* DOCUMENT SECTION
=== Begin Enclosure ===

Georgina recently saw a therapist to help her come to terms with her paternity revelation, which she says really helped. "He told me he was surprised I wasn't battling any addictions as an adult as I'd grown up without a really solid identity. He said that showed him my family upbringing was probably pretty loving and supportive other than the weight of the lie I'd had to bear for 23 years. So, I guess in a way I was lucky that my parents were great other than that colossal fuck-up."
If you have suspicions you are part of the 80,000 strong cohort, modern science can offer some answers. DIY DNA tests you can do at home and mail in to a lab start at about $345 but if you want verified results from New Zealand's only accredited lab you're looking at around $1125.
Once you know where you stand genetics wise, there may be some legal consequences depending on how your non-genetic father takes the news.
Rachael Dewar, a family lawyer for almost 30 years has seen men react in a variety of ways after finding out the truth. "Some men are upset or angry and want nothing to do with the child or the child's mother," says Dewar. "Men in this situation also have the option of applying for a declaration from the Family Court which means they are no longer legally the child's father and liable to pay child support."
A spokesperson from IRD told VICE that men are also able to apply for a refund of child support they have previously paid.
At the other end of the spectrum, men who have formed a strong bond with the kid can react very differently, particularly if the child is older. "These men are usually also very upset over what's happened but they want to stay the father's child in a legal sense", says Dewar. "This means have shared care of the child, provide financial support, leave them an inheritance in their will, the whole lot. Some are also terrified that the mother will try to cut them out of the child's life if their relationship with her has broken down."
Now living in New York to have a fresh start and process this life changing discovery, I asked Georgina what advice she has for others in similar situations. "I would say it's important to stay grounded and remember that despite the lies, secrecy, shame or guilt that you may have uncovered, you are still the same person. Talking about the issue is key, whether it's with friends or the family member who betrayed you, because there aren't many resources out there for helping people come to terms with misattributed paternity."
"You'll feel as if you've been robbed of experiences, and certain relationships, and your identity, which of course you have been in one way or another. But you also have to look at the strength of those relationships that you still have. Take time to be furious, to get the answers you want, to work out how you feel. Then ask yourself; is this forgivable? Can I move past this? Am I going to let it change the course of my life from here onwards? If your relationships were solid enough before or during the lie, you can and will endure it. If you decide no, you're not going to get over this, find someone to talk about it with anyway."
And what advice does she have for mothers who have doubts? "I would say that mothers should remember that the actions they take on this issue will have lasting consequences for the relationship with their child and other relatives in their life. If you lie and it comes out later on years down the line, there's every chance that relationship with your kid and other family members will never get over it. Is it really worth that? If you're going to lie about paternity, you better make sure you are the best damn parent in every other way because it will deeply affect the child in one way or another, no matter how you try to convince yourself otherwise."

=== End Enclosure ===

* PROBLEM SET
a) In the paternity article, list every question Georgina says to ask yourself in the paragraph that begins "You'll feel as if you've been robbed."
b) Reproduce the passage of the paternity article between "If you have" and "at around $1125.", inclusive.
The rows on this page have no connection to the paternity article.

* LISTED ENTRIES

=== Begin Enclosure ===

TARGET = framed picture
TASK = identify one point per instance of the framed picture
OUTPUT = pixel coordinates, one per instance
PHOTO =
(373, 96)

=== End Enclosure ===
=== Begin Enclosure ===

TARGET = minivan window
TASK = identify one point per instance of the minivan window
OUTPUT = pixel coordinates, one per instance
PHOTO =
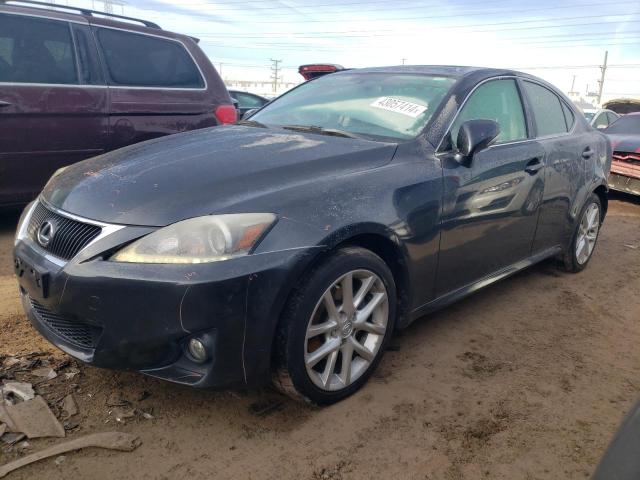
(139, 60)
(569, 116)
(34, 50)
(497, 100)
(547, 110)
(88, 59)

=== End Enclosure ===

* ANSWERS TO EACH TASK
a)
- is this forgivable?
- Can I move past this?
- Am I going to let it change the course of my life from here onwards?

b)
If you have suspicions you are part of the 80,000 strong cohort, modern science can offer some answers. DIY DNA tests you can do at home and mail in to a lab start at about $345 but if you want verified results from New Zealand's only accredited lab you're looking at around $1125.